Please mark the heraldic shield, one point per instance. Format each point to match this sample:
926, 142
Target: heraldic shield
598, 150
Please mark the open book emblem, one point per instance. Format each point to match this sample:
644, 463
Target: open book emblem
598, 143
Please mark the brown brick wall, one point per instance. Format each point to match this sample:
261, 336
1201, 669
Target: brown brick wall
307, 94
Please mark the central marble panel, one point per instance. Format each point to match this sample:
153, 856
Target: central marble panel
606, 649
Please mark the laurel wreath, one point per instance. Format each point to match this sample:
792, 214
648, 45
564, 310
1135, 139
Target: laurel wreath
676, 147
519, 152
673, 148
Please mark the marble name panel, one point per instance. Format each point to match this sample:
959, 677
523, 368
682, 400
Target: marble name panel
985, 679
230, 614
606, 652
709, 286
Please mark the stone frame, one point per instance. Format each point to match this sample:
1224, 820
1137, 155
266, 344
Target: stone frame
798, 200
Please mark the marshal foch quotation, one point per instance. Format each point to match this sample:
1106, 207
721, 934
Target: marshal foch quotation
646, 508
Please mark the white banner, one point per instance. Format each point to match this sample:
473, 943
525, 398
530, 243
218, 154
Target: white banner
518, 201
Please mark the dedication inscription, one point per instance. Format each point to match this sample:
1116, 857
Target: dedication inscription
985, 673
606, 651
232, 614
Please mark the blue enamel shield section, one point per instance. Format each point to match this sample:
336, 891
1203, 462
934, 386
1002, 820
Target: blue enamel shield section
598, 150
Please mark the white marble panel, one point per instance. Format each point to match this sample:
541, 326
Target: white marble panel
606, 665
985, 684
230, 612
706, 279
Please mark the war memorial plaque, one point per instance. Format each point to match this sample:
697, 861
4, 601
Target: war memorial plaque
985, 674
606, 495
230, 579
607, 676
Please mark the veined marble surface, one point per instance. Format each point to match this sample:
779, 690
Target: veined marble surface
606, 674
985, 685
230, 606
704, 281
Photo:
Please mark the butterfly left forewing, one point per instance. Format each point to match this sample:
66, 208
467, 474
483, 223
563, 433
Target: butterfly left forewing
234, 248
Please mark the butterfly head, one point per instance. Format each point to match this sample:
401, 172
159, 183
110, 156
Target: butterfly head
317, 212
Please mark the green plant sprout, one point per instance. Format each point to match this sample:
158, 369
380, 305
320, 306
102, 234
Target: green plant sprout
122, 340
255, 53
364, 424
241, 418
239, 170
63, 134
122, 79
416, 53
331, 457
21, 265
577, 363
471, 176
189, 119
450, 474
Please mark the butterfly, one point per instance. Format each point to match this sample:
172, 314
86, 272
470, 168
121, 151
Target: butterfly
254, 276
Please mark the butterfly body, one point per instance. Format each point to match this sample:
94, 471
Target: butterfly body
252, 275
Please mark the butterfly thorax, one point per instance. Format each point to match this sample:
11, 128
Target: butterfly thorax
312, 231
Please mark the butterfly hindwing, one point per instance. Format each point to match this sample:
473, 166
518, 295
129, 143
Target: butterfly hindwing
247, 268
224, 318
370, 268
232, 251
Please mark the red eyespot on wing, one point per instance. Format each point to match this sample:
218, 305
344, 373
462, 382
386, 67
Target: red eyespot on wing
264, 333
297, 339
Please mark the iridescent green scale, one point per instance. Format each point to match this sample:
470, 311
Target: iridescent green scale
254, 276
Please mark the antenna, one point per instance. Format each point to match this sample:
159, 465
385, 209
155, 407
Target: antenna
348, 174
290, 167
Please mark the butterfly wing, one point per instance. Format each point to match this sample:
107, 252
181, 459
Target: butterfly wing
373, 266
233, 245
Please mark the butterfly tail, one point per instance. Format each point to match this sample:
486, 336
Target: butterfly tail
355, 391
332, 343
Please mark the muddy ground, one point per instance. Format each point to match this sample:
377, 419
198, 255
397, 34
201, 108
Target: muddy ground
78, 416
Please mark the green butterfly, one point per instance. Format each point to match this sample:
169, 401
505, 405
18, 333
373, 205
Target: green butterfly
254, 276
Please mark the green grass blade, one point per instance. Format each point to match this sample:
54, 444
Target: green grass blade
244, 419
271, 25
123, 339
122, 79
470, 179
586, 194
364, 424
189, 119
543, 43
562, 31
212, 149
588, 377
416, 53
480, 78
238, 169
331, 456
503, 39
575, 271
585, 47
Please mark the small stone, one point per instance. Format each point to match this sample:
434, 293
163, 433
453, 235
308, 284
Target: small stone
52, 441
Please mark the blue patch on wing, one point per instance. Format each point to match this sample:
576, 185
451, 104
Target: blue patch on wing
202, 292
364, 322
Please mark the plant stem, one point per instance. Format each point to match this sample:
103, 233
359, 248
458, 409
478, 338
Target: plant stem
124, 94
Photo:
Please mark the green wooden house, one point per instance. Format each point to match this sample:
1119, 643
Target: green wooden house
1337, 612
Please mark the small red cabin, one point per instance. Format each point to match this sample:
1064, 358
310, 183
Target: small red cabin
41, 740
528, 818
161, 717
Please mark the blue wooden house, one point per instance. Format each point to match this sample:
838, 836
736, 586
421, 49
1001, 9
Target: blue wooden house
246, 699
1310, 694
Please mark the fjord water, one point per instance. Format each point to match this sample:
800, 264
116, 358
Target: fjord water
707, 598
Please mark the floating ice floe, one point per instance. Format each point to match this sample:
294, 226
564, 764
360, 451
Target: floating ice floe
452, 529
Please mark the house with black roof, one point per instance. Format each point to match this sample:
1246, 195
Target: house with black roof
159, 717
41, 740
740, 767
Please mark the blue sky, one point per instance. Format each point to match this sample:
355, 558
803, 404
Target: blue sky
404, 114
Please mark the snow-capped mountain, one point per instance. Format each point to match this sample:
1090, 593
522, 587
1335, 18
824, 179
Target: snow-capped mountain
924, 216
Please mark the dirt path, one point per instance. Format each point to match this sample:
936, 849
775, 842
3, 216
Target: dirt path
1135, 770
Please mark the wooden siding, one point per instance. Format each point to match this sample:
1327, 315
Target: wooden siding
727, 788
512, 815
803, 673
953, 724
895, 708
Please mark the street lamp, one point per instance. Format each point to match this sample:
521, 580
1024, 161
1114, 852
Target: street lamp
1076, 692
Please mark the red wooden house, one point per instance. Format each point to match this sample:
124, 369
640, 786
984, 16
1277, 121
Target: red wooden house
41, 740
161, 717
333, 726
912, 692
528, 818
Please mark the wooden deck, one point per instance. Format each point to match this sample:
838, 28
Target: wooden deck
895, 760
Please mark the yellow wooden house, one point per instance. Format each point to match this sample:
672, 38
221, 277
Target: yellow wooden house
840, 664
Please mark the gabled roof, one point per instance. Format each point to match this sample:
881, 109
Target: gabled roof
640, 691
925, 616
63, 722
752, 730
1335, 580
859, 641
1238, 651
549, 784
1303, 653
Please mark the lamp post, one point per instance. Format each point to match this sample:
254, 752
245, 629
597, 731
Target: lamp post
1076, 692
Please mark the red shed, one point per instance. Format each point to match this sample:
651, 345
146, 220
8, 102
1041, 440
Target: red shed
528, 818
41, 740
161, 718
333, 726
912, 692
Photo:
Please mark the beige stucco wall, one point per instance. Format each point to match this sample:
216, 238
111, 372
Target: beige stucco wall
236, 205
__________________________________________________
TASK DETAILS
Recast the lines from all of the records above as one numbered list, leaving out any blank lines.

SOLUTION
1. Please mark the heraldic shield, one point per instance. Format each point to match this sample:
2. 926, 142
3. Target: heraldic shield
4. 598, 150
5. Please mark the open book emblem, one point per instance. Format each point to match this sample:
6. 644, 463
7. Target: open book emblem
8. 598, 143
9. Please mark the brown brick wall, one point per instance. Format each point to match this sample:
10. 261, 336
11. 1201, 669
12. Target: brown brick wall
13. 307, 94
14. Please mark the central marble panel, one point per instance. Format each point to match this sample:
15. 153, 856
16. Target: central marble panel
17. 606, 649
18. Please mark the laurel wreath, one point per instance. Format each point to match this sample:
19. 792, 214
20. 648, 45
21. 564, 310
22. 1135, 139
23. Target: laurel wreath
24. 676, 147
25. 519, 152
26. 673, 148
27. Please mark the marble name panel, one point per instance. Format each point to match this sample:
28. 959, 677
29. 523, 368
30. 682, 400
31. Target: marble name panel
32. 985, 679
33. 230, 614
34. 606, 652
35. 709, 286
36. Please mark the stone frame, one point per instance. Format each point to match this sample:
37. 1224, 820
38. 1137, 155
39. 266, 344
40. Target: stone frame
41. 798, 200
42. Please mark the marshal foch quotation, one point per instance. Format each point to match this sample:
43. 1106, 207
44. 721, 934
45. Target: marshal foch quotation
46. 646, 508
47. Please mark the white banner, one point per instance. Format each point to match this sample:
48. 473, 943
49. 525, 398
50. 530, 243
51. 218, 154
52. Target: white banner
53. 518, 201
54. Please mark the dedication inscription, one point per instance. Format each point to match this sample:
55. 1116, 857
56. Target: dedication inscription
57. 985, 673
58. 606, 651
59. 232, 614
60. Please mark the blue enamel shield section, one point per instance. Format each point to match this sample:
61. 336, 891
62. 1203, 462
63. 934, 386
64. 1002, 820
65. Target: blue enamel shield section
66. 598, 150
67. Please mark the white marble panel, one point per instance. Format each point to match this sample:
68. 541, 326
69. Target: white marble panel
70. 606, 665
71. 985, 684
72. 230, 612
73. 706, 279
74. Please mark the war memorial plaque, one point per instance. Format each point to match this sample:
75. 697, 861
76. 4, 601
77. Target: war memorial plaque
78. 985, 674
79. 606, 495
80. 230, 579
81. 607, 676
82. Please mark the veined marble surface, one point per instance. Format each point to match this sample:
83. 779, 690
84. Target: veined marble surface
85. 606, 674
86. 985, 685
87. 230, 606
88. 704, 281
89. Photo:
90. Please mark the butterfly left forewing, one point per instance. Format each point to match this sample:
91. 66, 208
92. 467, 474
93. 483, 223
94. 563, 433
95. Target: butterfly left forewing
96. 234, 248
97. Please mark the butterfly head, one point per instance. Format each point to match this sample:
98. 401, 172
99. 159, 183
100. 110, 156
101. Target: butterfly head
102. 317, 212
103. Please mark the green plant sprout, one point per instance. Format each point to match this sample:
104. 158, 369
105. 380, 305
106. 320, 306
107. 102, 234
108. Target: green plant sprout
109. 122, 340
110. 255, 53
111. 364, 424
112. 241, 418
113. 239, 170
114. 63, 134
115. 122, 79
116. 416, 53
117. 331, 457
118. 21, 265
119. 577, 363
120. 471, 176
121. 189, 119
122. 450, 474
123. Please mark the butterfly, one point per instance. Format each point to match this sample:
124. 172, 314
125. 86, 272
126. 470, 168
127. 121, 151
128. Target: butterfly
129. 254, 276
130. Please mark the butterfly body, one point per instance. Format each point to match this sample:
131. 94, 471
132. Target: butterfly body
133. 252, 275
134. Please mark the butterfly thorax, one point per instance. Format each point to match this sample:
135. 11, 128
136. Target: butterfly thorax
137. 312, 231
138. Please mark the butterfly hindwing, one point per instance. Format each point to match this sample:
139. 473, 166
140. 518, 295
141. 129, 143
142. Target: butterfly hindwing
143. 247, 268
144. 224, 318
145. 370, 268
146. 232, 251
147. Please mark the red eyespot on wing, one point per instance. Format each point to match this sample:
148. 218, 305
149. 344, 373
150. 462, 382
151. 386, 67
152. Target: red eyespot on wing
153. 264, 333
154. 297, 339
155. Please mark the iridescent green scale, one point per instance. Format each point to match this sample:
156. 470, 311
157. Target: iridescent green scale
158. 254, 276
159. Please mark the antenna, one point per instance. Format each point to match this sample:
160. 159, 465
161. 385, 209
162. 155, 407
163. Target: antenna
164. 348, 174
165. 290, 167
166. Please mark the butterfly wing, one point per instance. Format each point to match this sample:
167. 107, 252
168. 181, 459
169. Target: butterfly wing
170. 373, 266
171. 233, 245
172. Please mark the butterfly tail, one point per instance. Format each point to match this sample:
173. 486, 336
174. Target: butterfly tail
175. 355, 391
176. 332, 343
177. Please mark the muddy ground, one point per instance. Format each point to match this sample:
178. 377, 419
179. 198, 255
180. 397, 34
181. 201, 108
182. Target: muddy ground
183. 78, 416
184. Please mark the green butterfly, one point per instance. Format each point to match this sample:
185. 169, 401
186. 505, 405
187. 18, 333
188. 373, 205
189. Target: green butterfly
190. 254, 276
191. Please mark the green grass blade, one point per instance. Format each point to match this sample:
192. 54, 444
193. Target: green grass blade
194. 244, 419
195. 271, 25
196. 123, 339
197. 122, 79
198. 470, 179
199. 586, 194
200. 364, 424
201. 189, 119
202. 543, 43
203. 562, 31
204. 212, 149
205. 588, 377
206. 416, 53
207. 480, 78
208. 238, 169
209. 331, 456
210. 503, 39
211. 575, 271
212. 585, 47
213. Please mark the small stone, one point per instance. Format each point to match this sample:
214. 434, 293
215. 163, 433
216. 453, 235
217. 308, 284
218. Target: small stone
219. 52, 441
220. Please mark the blue patch on wing, one point per instance. Format each point to match this sample:
221. 576, 185
222. 451, 104
223. Target: blue patch on wing
224. 202, 292
225. 364, 322
226. Please mark the plant stem, one point per instance. Format each point to match this sample:
227. 103, 233
228. 359, 248
229. 458, 409
230. 478, 338
231. Target: plant stem
232. 124, 94
233. Photo:
234. Please mark the green wooden house, one point per instance. Format each point to match this sample:
235. 1119, 643
236. Target: green wooden house
237. 1337, 612
238. Please mark the small red cabin, one point per instance. Format each point to match this sample:
239. 1064, 358
240. 310, 183
241. Target: small red cabin
242. 41, 740
243. 528, 818
244. 161, 717
245. Please mark the blue wooden house, one point per instance. Format each point to match this sample:
246. 838, 836
247. 736, 586
248. 421, 49
249. 1001, 9
250. Target: blue wooden house
251. 246, 699
252. 1310, 694
253. Please mark the fjord water, one point per instance. Format each point to match this sample:
254. 800, 264
255. 116, 358
256. Target: fjord water
257. 707, 598
258. Please mark the floating ice floe, one point per instance. Format each point to match this sample:
259. 294, 226
260. 564, 764
261. 360, 451
262. Target: floating ice floe
263. 452, 529
264. Please mark the house with black roof, one point per instance. Format each point to match this sample:
265. 1246, 195
266. Target: house with black roof
267. 159, 717
268. 41, 740
269. 740, 767
270. Please mark the blue sky, one point per instance. Format each point to match this sample:
271. 355, 558
272. 803, 404
273. Target: blue sky
274. 404, 114
275. Please mark the snow-capped mountain, one point per instance. Format each point to match this sample:
276. 1090, 593
277. 522, 587
278. 1335, 18
279. 824, 179
280. Target: snow-capped mountain
281. 924, 216
282. Please mark the dirt path, one point per instance. Format each point to match this sample:
283. 936, 849
284. 775, 842
285. 3, 216
286. Target: dirt path
287. 1135, 770
288. Please mark the wooden siding, one point per instance. Format each point to match this sample:
289. 1327, 315
290. Target: wooden siding
291. 727, 788
292. 512, 815
293. 803, 673
294. 953, 724
295. 895, 708
296. Please mark the street lamp, one point per instance. Format each point to match this sample:
297. 521, 580
298. 1024, 161
299. 1114, 852
300. Target: street lamp
301. 1076, 692
302. Please mark the red wooden house, one point per instance. Format each point to match this sample:
303. 124, 369
304. 640, 786
305. 984, 16
306. 1277, 121
307. Target: red wooden house
308. 41, 740
309. 161, 717
310. 333, 726
311. 912, 692
312. 528, 818
313. Please mark the wooden deck, one point per instance. Format each point to match this sample:
314. 838, 28
315. Target: wooden deck
316. 895, 760
317. Please mark the yellow wooden house, one point per instance. Format each point to match this sample:
318. 672, 38
319. 221, 277
320. Target: yellow wooden house
321. 840, 664
322. Please mark the gabled roof, one point per instance. Format each point to match this sample:
323. 881, 109
324. Target: gabled roof
325. 640, 691
326. 925, 616
327. 63, 722
328. 752, 730
329. 1335, 580
330. 859, 641
331. 1238, 651
332. 549, 784
333. 1303, 653
334. Please mark the lamp post, one point per instance. Format each point to match this sample:
335. 254, 752
336. 245, 629
337. 597, 731
338. Target: lamp post
339. 1076, 692
340. Please mark the red shed, one point per instance. Format each point to match this sample:
341. 651, 345
342. 146, 220
343. 8, 102
344. 1041, 440
345. Target: red shed
346. 528, 818
347. 41, 740
348. 161, 718
349. 333, 726
350. 912, 692
351. Photo:
352. Please mark the beige stucco wall, one point per instance. Format each point to match this sample:
353. 216, 238
354. 111, 372
355. Target: beige stucco wall
356. 236, 205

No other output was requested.